## [Exercise brief]
Leaving out the pictures, reproduce each record exactly and in full.

## [Data shown]
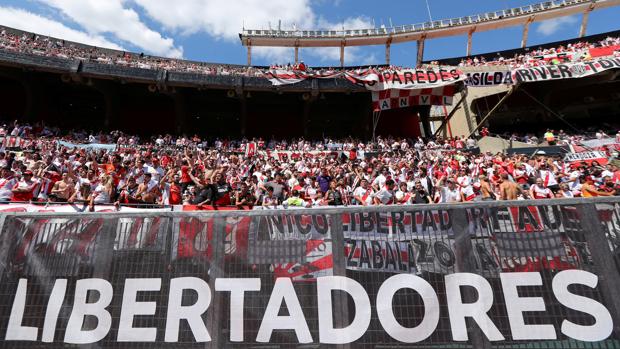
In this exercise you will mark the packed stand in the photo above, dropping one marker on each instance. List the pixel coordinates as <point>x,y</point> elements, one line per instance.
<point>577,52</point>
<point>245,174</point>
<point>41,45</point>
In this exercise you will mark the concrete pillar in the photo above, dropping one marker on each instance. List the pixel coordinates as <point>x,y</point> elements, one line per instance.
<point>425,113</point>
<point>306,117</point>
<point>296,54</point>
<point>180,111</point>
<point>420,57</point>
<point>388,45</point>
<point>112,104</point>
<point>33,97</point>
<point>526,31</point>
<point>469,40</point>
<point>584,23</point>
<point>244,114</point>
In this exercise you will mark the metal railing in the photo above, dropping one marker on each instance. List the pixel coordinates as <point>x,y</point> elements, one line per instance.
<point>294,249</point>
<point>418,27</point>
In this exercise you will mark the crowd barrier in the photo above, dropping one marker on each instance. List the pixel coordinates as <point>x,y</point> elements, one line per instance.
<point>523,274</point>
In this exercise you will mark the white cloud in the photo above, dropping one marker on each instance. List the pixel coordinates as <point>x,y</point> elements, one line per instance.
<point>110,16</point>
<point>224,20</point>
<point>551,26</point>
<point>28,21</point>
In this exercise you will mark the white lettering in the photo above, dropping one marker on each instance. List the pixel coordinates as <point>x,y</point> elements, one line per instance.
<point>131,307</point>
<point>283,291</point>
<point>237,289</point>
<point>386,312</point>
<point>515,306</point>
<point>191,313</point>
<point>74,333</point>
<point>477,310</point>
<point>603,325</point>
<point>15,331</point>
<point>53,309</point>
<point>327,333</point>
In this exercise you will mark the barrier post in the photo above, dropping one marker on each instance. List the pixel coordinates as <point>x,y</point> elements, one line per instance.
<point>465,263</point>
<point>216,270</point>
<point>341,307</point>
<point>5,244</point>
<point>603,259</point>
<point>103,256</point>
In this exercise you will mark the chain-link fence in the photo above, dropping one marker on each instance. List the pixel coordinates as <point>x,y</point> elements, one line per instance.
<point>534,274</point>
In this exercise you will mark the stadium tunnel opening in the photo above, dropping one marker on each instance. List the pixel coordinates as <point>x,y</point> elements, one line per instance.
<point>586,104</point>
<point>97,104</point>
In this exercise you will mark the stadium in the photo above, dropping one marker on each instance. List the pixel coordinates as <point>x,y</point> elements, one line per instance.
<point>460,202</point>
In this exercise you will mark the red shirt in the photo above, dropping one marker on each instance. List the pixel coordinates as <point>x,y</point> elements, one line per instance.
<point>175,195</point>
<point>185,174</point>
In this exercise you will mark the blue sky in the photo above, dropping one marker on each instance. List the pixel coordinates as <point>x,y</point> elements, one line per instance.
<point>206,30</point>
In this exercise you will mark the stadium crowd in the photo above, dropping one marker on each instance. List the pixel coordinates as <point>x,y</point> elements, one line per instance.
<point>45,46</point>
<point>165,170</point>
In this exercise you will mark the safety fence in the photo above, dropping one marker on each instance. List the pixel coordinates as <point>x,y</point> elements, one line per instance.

## [Answer to this task]
In this exercise you will mark the packed stand in the photo above, dropping one marker on each instance. List the pixel coordinates as <point>x,y</point> elements, one line per instance.
<point>577,52</point>
<point>245,174</point>
<point>41,45</point>
In this exercise you will mark the concrete pillar in the photo above, dropping one marker on each instance. List the pixel coordinates as <point>x,y</point> elements, one line per instance.
<point>425,113</point>
<point>306,117</point>
<point>296,54</point>
<point>180,111</point>
<point>420,57</point>
<point>388,45</point>
<point>112,104</point>
<point>33,97</point>
<point>526,31</point>
<point>469,40</point>
<point>584,23</point>
<point>244,114</point>
In this exercise you will mark the metal railing in the photo above, dropping one marker on each instance. List the pixel coordinates as <point>x,y</point> elements, one line per instance.
<point>294,249</point>
<point>418,27</point>
In this exercise you will mark the crowd barrier in the photo above, dropping one marker on each instance. List the pixel coordinates as <point>x,y</point> elements, one line per instance.
<point>523,274</point>
In this exercise you will mark the white cloud in the photo above, dropping one marker on each instance. List the pixel coordinates as <point>x,y</point> elements, one line per instance.
<point>110,16</point>
<point>224,20</point>
<point>551,26</point>
<point>28,21</point>
In this exercise you will mark the white lettering in the photo above, dropping one marker on each instance. List the pixel coordinates as <point>x,y</point> elements, one line per instance.
<point>131,307</point>
<point>283,291</point>
<point>237,289</point>
<point>386,312</point>
<point>515,306</point>
<point>191,313</point>
<point>74,333</point>
<point>477,310</point>
<point>603,325</point>
<point>15,331</point>
<point>53,309</point>
<point>327,333</point>
In this exercise you will mark the barrier post in the photo above, dropping one marker on each instance. List the pixel coordinates as <point>x,y</point> elements, one line per instance.
<point>465,263</point>
<point>216,270</point>
<point>341,307</point>
<point>5,244</point>
<point>603,259</point>
<point>103,256</point>
In this exercise you will mark the chain-link fence in the photo above, dropping one marker on each instance. List the pixel coordinates as <point>x,y</point> elements, one line per instance.
<point>534,274</point>
In this exercise you will mark the stadium tunnel opening in the photo above, dropping one marker on each instance. List the pixel coordinates as <point>x,y</point> elements, one line per instance.
<point>586,104</point>
<point>97,104</point>
In this exercise you will mark the stadium in the photo above, dropping one marker on each instance. List the pixel coordinates as <point>x,y</point> elements, one line per instance.
<point>460,202</point>
In this exercise you will mark the red shirt in the photo above, dropping one marker on each instance. List the pixel coordinates as <point>x,y</point> elements, one line per instance.
<point>175,195</point>
<point>185,174</point>
In this exercise you will mark the blue sky in the photo above, dropping one marker on each instance. List the pixel coordinates as <point>x,y</point> elements, one line per instance.
<point>206,30</point>
In this exercise you will mark the stadium crowd in the photo above, dropping one marker on each instance. List the pixel coordinates as <point>x,y</point> elements, one line per instance.
<point>45,46</point>
<point>165,170</point>
In this exercise you will mark the safety fence in the photo above, dropping one marker on each instance. List the pixel coordinates as <point>x,y</point> elements, one line per instance.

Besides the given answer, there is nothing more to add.